BEGIN Reading text

The evening started out with the Preservation Hall Band taking the stage, representing the mean age for the entire event, professionals in their fifties, sixties and seventies. I wondered how this would work and assumed they would play their own set having seen them play at Preservation Hall in New Orleans over the years to tourists from Texas slurping down Hurricanes on Bourbon Street.
They started with one lone trumpet and then the group stepped up on stage and joined in and started to improvise. By the end of the first song the roof was being blown off the place. They played one more song and then Buddy Miller came out on the stage and said “now we’re going to show you how we merge country music with New Orleans street music.” He opened with an old Emmett Miller song “Old Man Steel,” followed by a ballad “I’m Going to Roll Down Heaven All Day”. This was followed by Hank Williams “Lovesick Blues.” Buddy was in fine soulful voice and the Preservation Hall Band backed him like they had been playing together for years. Steve Earle came out and sang with the crew, an old Johnny and Jack song called “Your Poison Heart.”
Bill Kirchen’s Honky Tonk Hammer of the Gods took the stage and opened up with the blues chestnut “You Can’t Judge a Book By the Cover” that rocked the house. Caroline DeLone joined the band and did a ballad. I have to admit that I’ve seen Bill Kirchen a number of times at Hardly Strictly often backing Elvis Costello and it took this concert to really strike me how versatile and nuanced his guitar playing can be. He would shift from rockabilly to country ballad to blues to soul as the night moved along. Jim Lauderdale came out and sang a few songs ending with a rockabilly song with Bill Kirchen where he commented that he “was sweating like Rush Limbaugh at a Steve Earle concert.” Jim Lauderdale did a few songs from his new album written with the Grateful Dead’s songwriter Robert Hunter.

END Reading text

• _Required tasks_
[a] Answer these questions from the concert review:
(i) Which Emmett Miller song did Buddy Miller open with?
(ii) What song did Steve Earle sing with the crew?
(iii) Who co-wrote the songs on Jim Lauderdale's new album?
[b] Carry on the concert review from its last sentence, in the same voice.

BEGIN Data extract

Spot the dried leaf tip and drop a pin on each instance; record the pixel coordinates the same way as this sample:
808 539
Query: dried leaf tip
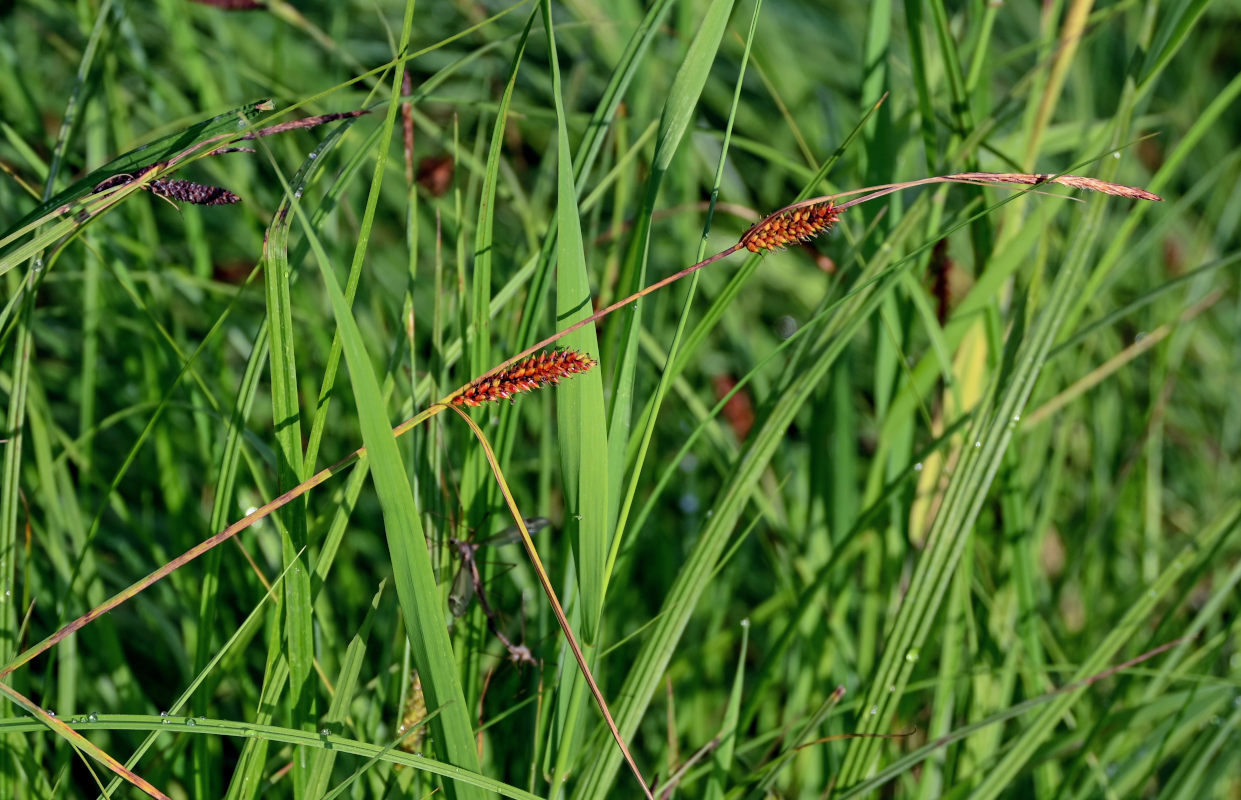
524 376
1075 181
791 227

END Data extract
BEGIN Data extract

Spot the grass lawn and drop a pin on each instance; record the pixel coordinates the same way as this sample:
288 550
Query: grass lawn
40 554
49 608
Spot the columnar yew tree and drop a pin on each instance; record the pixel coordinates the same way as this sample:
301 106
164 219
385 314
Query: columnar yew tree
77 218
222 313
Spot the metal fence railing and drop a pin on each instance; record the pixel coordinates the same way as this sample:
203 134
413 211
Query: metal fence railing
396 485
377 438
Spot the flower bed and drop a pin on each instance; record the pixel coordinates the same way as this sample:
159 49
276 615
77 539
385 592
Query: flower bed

END Data extract

• _The answers_
[a]
(i) "Old Man Steel"
(ii) "Your Poison Heart," an old Johnny and Jack song
(iii) Robert Hunter, the Grateful Dead's songwriter

[b]
Jimmie Dale Gilmore took the stage and opened with “Tonight I Think I’m Going to Go Downtown” and finished with fellow Lubbock Texas songwriter Buddy Holly’s “Oh Boy”. Throughout the evening Bill Kirchen would play songs from his new album or be joined by his wife Laurie Kirchen to sing a West Virginia song in tribute to Hazel Dickens. Kevin Blackie Ferrell was invited to join the group and sang his signature songs “Rockabilly Funeral” and “Sonora’s Death Row”, a song I first heard on Dave Alvin’s “West of the West” CD.
Ryan Bingham was announced as “our only on Oscar winning performer of the evening.” He started out with a solo slide guitar and harmonica rack song that rocked. He followed it with Tom Waits song and finished with an old Commander Cody song “Down to the Seeds and Stems Again Blues.” He did not play his Oscar winning song “The Weary Kind” I guess because it’s become his “Satisfaction” and he’s tired of playing it. But damn it’s a good song and I wish he had played it.
Buddy came back out and joined Bill Kirchens band for a rousing version of “Gasoline and Matches” and one of my favorites of his, the old O.V. Wright song, “That’s How Strong My Love Is”. I would put Buddy Miller up against just about anybody singing a soul ballad and my music colleague Lue Ann Tikker agrees with me that he’s one of the most soulful singers in the business.
Bill Kirchen said that “I saw Dylan at the Newport Folk Festival and it ruined me for ever doing honest work.” Then he and Buddy launched into “The Times They are A Changing “ at a breakneck speed that concluded with a lengthy exchange of startling guitar solos. I was beginning to wonder if Steve Earle would ever return and finally he was announced. He came out and sang “I’ll Never Get Out of This World Alive” “Guitar Town” and one other Hank Williams song, the band again sounding like it was one of the best versions of the Dukes yet. He finished this song and talked about his experience working on Treme and how he’d come to appreciate the damage that had been done to New Orleans culture in the wake of Katrina. He invited the Preservation Hall Band up on stage again and started singing “This City” with the lyrics “this City won’t wash away.” Everybody came back for a rousing encore of the old Lee Dorsey R and B classic “Working in a Coal Mine.” As the crowd of well heeled long time concert goers flocked out into the midnight streets, I couldn’t help but think of Warren Hellman’s comment about Hazel Dickens “She’s probably looking down from heaven right now thinking ’How’d that old bastard make it?’”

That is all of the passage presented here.